Start of Material provided
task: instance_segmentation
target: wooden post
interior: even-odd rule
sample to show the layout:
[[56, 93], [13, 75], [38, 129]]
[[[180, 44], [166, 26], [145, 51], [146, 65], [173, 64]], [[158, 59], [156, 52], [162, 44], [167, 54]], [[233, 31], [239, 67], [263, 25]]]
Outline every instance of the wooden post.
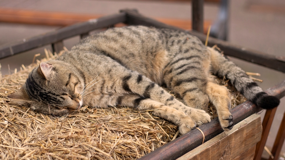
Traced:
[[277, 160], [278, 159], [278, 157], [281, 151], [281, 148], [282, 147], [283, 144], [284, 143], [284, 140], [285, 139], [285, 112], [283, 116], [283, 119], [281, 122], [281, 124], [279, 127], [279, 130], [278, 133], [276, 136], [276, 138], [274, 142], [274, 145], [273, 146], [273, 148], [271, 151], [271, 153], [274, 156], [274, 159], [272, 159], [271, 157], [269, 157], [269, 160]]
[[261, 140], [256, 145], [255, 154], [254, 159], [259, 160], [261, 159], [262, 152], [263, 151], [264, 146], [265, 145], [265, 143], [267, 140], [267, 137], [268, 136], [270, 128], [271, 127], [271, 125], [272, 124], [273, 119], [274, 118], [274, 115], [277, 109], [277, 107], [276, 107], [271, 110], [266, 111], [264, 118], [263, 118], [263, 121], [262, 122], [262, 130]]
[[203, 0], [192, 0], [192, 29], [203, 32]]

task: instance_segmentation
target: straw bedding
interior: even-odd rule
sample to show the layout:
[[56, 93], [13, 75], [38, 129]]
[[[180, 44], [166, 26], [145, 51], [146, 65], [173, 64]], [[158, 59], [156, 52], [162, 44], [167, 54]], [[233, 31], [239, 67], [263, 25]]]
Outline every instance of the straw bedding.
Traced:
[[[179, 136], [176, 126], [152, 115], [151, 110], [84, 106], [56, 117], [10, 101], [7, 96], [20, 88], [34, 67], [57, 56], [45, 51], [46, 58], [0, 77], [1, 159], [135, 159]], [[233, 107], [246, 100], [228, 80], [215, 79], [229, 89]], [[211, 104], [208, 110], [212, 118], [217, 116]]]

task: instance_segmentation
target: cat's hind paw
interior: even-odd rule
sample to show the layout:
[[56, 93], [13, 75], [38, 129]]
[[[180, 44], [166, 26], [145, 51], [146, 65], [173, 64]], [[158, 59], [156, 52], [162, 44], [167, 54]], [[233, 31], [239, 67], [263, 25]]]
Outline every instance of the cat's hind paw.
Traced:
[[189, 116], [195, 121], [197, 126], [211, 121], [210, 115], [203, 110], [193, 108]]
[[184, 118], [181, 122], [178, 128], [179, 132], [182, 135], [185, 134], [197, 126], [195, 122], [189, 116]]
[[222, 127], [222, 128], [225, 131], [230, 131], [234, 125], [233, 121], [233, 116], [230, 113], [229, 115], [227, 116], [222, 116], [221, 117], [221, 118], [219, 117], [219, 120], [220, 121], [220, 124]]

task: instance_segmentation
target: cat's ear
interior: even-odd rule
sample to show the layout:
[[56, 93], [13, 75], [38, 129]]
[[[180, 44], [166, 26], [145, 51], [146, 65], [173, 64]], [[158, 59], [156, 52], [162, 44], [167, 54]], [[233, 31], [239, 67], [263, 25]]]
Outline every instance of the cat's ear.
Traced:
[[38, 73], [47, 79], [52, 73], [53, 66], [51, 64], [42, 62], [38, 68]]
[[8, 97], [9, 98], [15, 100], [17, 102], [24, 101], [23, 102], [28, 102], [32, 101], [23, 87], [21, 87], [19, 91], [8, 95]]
End of Material provided
Copy everything from the start of the rows down through the line containing "118], [217, 116]]]", switching "straw bedding" to "hay bedding" and leaving all else unchanged. Leave the pictures out of your copy.

task: instance_segmentation
target: wooden post
interior: even-odd rule
sample to show the layout:
[[56, 93], [13, 75], [38, 129]]
[[[180, 44], [166, 26], [145, 51], [146, 65], [173, 64]], [[158, 59], [156, 52], [162, 44], [167, 54]], [[233, 31], [239, 67], [263, 25]]]
Outline every instance of the wooden post.
Traced:
[[277, 160], [278, 159], [278, 157], [281, 151], [281, 148], [282, 147], [283, 144], [284, 143], [284, 140], [285, 139], [285, 112], [283, 116], [283, 119], [281, 122], [281, 124], [279, 127], [279, 130], [278, 133], [276, 136], [276, 138], [274, 142], [274, 145], [273, 146], [273, 148], [271, 151], [271, 153], [274, 156], [274, 159], [272, 159], [271, 157], [269, 157], [269, 160]]
[[261, 140], [256, 145], [255, 154], [254, 159], [259, 160], [261, 159], [262, 152], [263, 151], [264, 146], [265, 145], [265, 143], [267, 140], [267, 137], [268, 136], [270, 128], [271, 127], [271, 125], [272, 124], [273, 119], [274, 118], [274, 115], [277, 109], [277, 107], [276, 107], [271, 110], [266, 111], [264, 118], [263, 118], [263, 121], [262, 122], [262, 130]]
[[203, 0], [192, 0], [192, 29], [203, 32]]

task: instance_segmentation
target: hay bedding
interior: even-odd rule
sample to show the layout:
[[56, 93], [13, 75], [38, 129]]
[[[180, 44], [166, 26], [145, 51], [146, 65], [173, 64]], [[158, 59], [156, 52], [162, 44], [167, 54]], [[233, 31], [239, 67], [263, 25]]]
Outline every instance of the hay bedding.
Traced:
[[[179, 136], [176, 126], [152, 115], [151, 110], [84, 106], [56, 117], [10, 101], [7, 96], [20, 88], [34, 67], [57, 56], [45, 51], [46, 58], [0, 77], [1, 159], [135, 159]], [[233, 107], [246, 100], [228, 80], [215, 79], [229, 89]], [[211, 104], [208, 110], [212, 118], [217, 116]]]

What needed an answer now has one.